**Given problem:**
Write out the records word for word, from the line that contains "Ground man's face" through the line that contains "left=258, top=88, right=321, bottom=93". Leave the pictures out.

Collected data:
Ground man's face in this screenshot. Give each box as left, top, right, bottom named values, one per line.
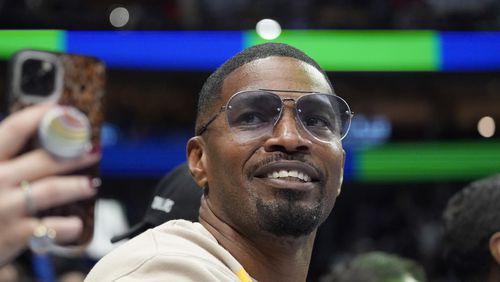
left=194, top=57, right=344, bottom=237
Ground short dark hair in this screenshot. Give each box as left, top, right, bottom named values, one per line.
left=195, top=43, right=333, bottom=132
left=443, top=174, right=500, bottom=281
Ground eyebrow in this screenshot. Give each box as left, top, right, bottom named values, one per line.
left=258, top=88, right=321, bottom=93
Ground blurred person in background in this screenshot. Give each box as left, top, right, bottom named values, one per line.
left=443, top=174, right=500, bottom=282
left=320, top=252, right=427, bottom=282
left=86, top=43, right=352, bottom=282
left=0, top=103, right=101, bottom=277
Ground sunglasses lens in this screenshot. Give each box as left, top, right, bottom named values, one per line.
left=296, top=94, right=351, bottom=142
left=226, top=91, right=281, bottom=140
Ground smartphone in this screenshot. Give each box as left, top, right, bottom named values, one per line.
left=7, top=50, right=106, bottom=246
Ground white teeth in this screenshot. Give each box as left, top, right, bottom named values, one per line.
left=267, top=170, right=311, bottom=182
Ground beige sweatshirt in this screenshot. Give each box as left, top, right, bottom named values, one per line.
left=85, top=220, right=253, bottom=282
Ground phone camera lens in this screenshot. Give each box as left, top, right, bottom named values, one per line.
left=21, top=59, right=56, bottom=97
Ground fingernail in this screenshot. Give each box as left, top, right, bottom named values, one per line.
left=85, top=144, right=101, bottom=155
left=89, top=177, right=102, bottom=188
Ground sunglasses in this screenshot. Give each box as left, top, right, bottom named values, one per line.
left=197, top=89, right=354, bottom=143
==
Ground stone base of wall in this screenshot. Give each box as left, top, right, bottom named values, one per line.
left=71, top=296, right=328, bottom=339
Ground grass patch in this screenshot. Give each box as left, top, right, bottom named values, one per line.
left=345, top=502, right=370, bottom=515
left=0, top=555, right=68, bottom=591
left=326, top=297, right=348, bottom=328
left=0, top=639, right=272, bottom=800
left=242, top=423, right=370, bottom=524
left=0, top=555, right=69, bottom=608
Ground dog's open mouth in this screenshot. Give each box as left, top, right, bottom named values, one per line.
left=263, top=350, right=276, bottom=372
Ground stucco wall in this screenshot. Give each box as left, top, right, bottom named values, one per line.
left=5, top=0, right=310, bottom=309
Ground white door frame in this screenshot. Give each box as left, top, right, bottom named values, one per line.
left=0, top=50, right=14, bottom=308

**Response:**
Ground man's face in this screenshot. Give each box as left, top, right, bottom named values, one per line.
left=194, top=57, right=344, bottom=237
Ground short dark hair in this screenshot. Give each box as left, top, right, bottom named values, one per line.
left=195, top=43, right=333, bottom=132
left=443, top=174, right=500, bottom=281
Ground eyebrow in this screenshot. Give each box as left, top, right, bottom named values, one per line.
left=258, top=88, right=321, bottom=93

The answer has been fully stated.